— PAGE EXCERPT —
___

Html to PDF issue with bookmark and style

We have a html file with embedded css file need to be convert to PDF. (see attached the HTML and css)


I am using Aspose.PDF version 11.2 with below code to convert HTML to PDF:

Dim dataDir As String = Path.GetFullPath(“…/…/…/Data/”)
Dim filename As String = “data.html”
Dim fileOutPDF As String = “data.pdf”

If File.Exists(dataDir & fileOutPDF) Then
File.Delete(dataDir & fileOutPDF)
End If

Dim Licence As Aspose.Pdf.License = New Aspose.Pdf.License
Licence.SetLicense(“Aspose.Total.lic”)

Dim basePath As String = dataDir
Dim htmloptions As New HtmlLoadOptions(basePath)

’ Load HTML file
Dim pdfDocument As New Document(dataDir & filename, htmloptions)
pdfDocument.PageInfo.Width = 597.6
pdfDocument.PageInfo.Height = 842.4

'get page collection
Dim pageCollection As PageCollection = pdfDocument.Pages
'get particular page
For Each pdfPage As Page In pageCollection
pdfPage.SetPageSize(597.6, 842.4)
Next

'Optimize the pdf file in order to decrease it’s size
Dim optimization As Aspose.Pdf.Document.OptimizationOptions = New Aspose.Pdf.Document.OptimizationOptions()
optimization.LinkDuplcateStreams = True
optimization.RemoveUnusedObjects = True
optimization.RemoveUnusedStreams = True
optimization.CompressImages = True
'optimization.ImageQuality = 10
pdfDocument.OptimizeResources(optimization)

’ Save HTML file
pdfDocument.Save(dataDir & fileOutPDF, SaveFormat.Pdf)



The pdf is generated but with below issues:
1) It took about 4 to 10 minutes to convert files with sizes above 600k (in our case we have 14 files and it took almost 2 hours)

___

— WHAT YOU WILL DO —
A) Answer these questions about the HTML-to-PDF forum post:
(i) Which version of Aspose.PDF is used for the conversion?
(ii) What width and height does the code give each page?
(iii) About how long did converting all 14 files take?
B) Say whether each statement agrees with the HTML-to-PDF forum post, and quote the words that decide it:
(i) The HTML file comes with an embedded CSS file.
(ii) The output file is named data.html.
(iii) Files larger than 600k took about 4 to 10 minutes each to convert.
C) Write the next part of the HTML-to-PDF forum post, picking up after its last line.

— Entries pointing to named objects —

___

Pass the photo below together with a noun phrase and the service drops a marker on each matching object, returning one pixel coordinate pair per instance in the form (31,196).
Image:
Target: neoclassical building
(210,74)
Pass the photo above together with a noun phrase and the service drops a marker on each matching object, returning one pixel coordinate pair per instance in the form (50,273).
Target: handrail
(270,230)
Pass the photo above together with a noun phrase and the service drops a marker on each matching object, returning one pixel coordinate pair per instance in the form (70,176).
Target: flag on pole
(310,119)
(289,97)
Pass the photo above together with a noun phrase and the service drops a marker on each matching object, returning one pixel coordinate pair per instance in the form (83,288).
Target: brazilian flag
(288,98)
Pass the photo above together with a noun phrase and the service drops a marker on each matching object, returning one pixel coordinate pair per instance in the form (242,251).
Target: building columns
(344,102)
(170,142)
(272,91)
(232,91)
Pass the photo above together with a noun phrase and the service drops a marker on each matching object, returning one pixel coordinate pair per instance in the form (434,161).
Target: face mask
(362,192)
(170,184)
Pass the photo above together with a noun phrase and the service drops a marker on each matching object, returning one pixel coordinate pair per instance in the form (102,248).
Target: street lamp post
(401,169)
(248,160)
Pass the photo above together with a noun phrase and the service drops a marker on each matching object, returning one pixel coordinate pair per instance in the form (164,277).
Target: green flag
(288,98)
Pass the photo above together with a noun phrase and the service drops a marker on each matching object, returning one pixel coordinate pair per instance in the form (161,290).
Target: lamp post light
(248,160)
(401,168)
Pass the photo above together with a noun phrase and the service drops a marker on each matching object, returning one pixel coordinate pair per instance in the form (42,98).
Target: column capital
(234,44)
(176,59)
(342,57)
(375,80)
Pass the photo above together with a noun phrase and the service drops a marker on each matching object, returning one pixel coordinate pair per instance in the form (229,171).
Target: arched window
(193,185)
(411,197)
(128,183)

___

— RESULTS BY TASK —
A)
(i) Version 11.2.
(ii) A width of 597.6 and a height of 842.4.
(iii) Almost 2 hours.

B)
(i) Yes: "We have a html file with embedded css file"
(ii) No: "Dim fileOutPDF As String = “data.pdf”"
(iii) Yes: "It took about 4 to 10 minutes to convert files with sizes above 600k"

C)
2) We have some bookmarked inside html file which works properly in browser but not working in PDF :


Then I created another function using StreamReader instead of HTMlLoadOption which is a lot faster (less than a minute) but got below issues:
1) Bookmarked are not working
2) content wrapped in a div (with table format) are rendered vertically instead of horizontal

Dim dataDir As String = Path.GetFullPath(“…/…/…/Data/”)
Dim filename As String = “data.html”
Dim fileOutPDF As String = “data.pdf”

If File.Exists(dataDir & fileOutPDF) Then
File.Delete(dataDir & fileOutPDF)
End If

Dim Licence As Aspose.Pdf.License = New Aspose.Pdf.License
Licence.SetLicense(“Aspose.Total.lic”)
’ The path to the documents directory.

Dim startTime As DateTime = DateTime.Now

’ Instantiate an object PDF class
Dim pdf As New Aspose.Pdf.Generator.Pdf()

’ add the section to PDF document sections collection
Dim section As Aspose.Pdf.Generator.Section = pdf.Sections.Add()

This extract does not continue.